→ PROMPT A
In the forum thread about file system corruption, rewrite the part from "This could be" up to and including "on the storage.", putting "software" in place of "application".
→ PROMPT B
Using the forum thread about file system corruption, decide whether each statement agrees with it, and answer yes or no with the deciding words quoted: (i) The system runs AIX 5.3 with the latest patches. (ii) Each repair of the file system causes about an hour of downtime. (iii) One reply suggests bringing the application provider into talks with IBM.

Hi All,
We are facing the problem of file system corruption on DS8300,we have done very much effort to find out the root cause of problem but we still not get any success, we have AIX 5.3 OS installed on system with latest patches, we have upgraded HBA firmwares, DS8300 firmware, System firmware, Upgraded the Fabric Switches firmwares, recently deployed brand new switches but sill the problem exists, when problem occurs we have to down our live services and unmount the affected file system & repair the file system by fsck utility & then we have to restart the services which results in down time of about 30-40 minutes, we have raised the problem to IBM whenever the problem arise but when they analyzed they haven't find any abnormality they analyzed the PE packages in DS but they didn't find any abnormality. Have anyone received these file system corruption error on DS or any suggestion Idea ?
Regards
What is the data or application writing or using the 'corrupt' data?
This could be an application problem.
Does the application use raw filesystems?
Get your application provider in the loop and get them talking to IBM.
HTH.
You will have to ask IBM to help you fix this
There are a few things that I know you need to have a look
If you are using the new 450 disks and you are using space efficient flash copy you must upgrade to the latest level.
There was problem on this also disk that are SAN boot root disk will have to be recreated in some cases to recover from this problem. This can be done by remirroring and moving the disk but then the old disk must be removed and recreated on the storage.

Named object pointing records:
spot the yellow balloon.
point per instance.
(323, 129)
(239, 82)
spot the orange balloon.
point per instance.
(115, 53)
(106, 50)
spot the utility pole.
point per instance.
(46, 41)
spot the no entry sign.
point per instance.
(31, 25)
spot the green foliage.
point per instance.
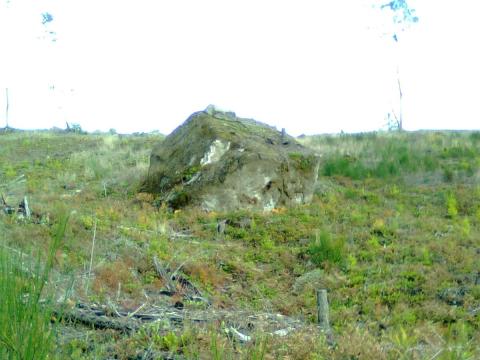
(325, 249)
(25, 329)
(394, 154)
(452, 207)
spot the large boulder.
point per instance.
(220, 162)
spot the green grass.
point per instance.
(399, 215)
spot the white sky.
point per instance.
(311, 66)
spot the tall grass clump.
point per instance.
(26, 331)
(325, 249)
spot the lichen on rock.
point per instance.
(218, 161)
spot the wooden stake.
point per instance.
(91, 257)
(322, 310)
(6, 110)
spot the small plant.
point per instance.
(324, 249)
(452, 209)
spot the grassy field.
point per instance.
(393, 234)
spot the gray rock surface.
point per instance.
(220, 162)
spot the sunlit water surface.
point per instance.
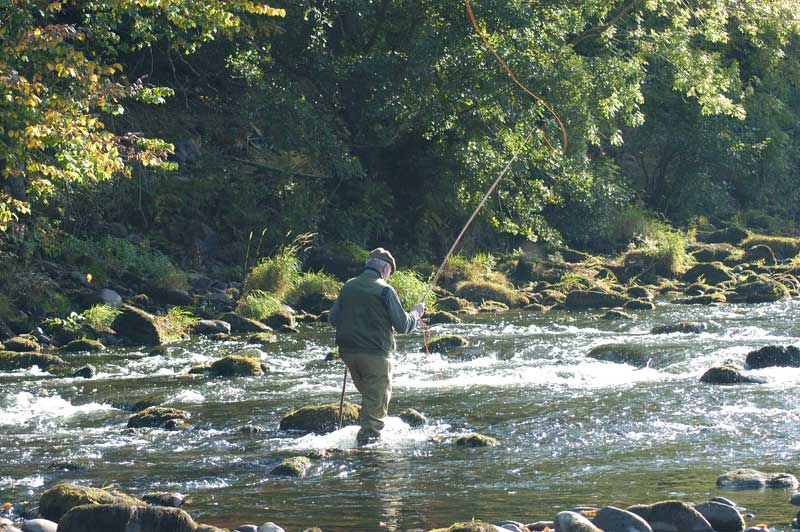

→ WORKED SOLUTION A
This could be an software problem.
Does the software use raw filesystems?
Get your software provider in the loop and get them talking to IBM.
HTH.
You will have to ask IBM to help you fix this
There are a few things that I know you need to have a look
If you are using the new 450 disks and you are using space efficient flash copy you must upgrade to the latest level.
There was problem on this also disk that are SAN boot root disk will have to be recreated in some cases to recover from this problem. This can be done by remirroring and moving the disk but then the old disk must be removed and recreated on the storage.

→ WORKED SOLUTION B
(i) Yes: "we have AIX 5.3 OS installed on system with latest patches"
(ii) No: "which results in down time of about 30-40 minutes"
(iii) Yes: "Get your application provider in the loop and get them talking to IBM."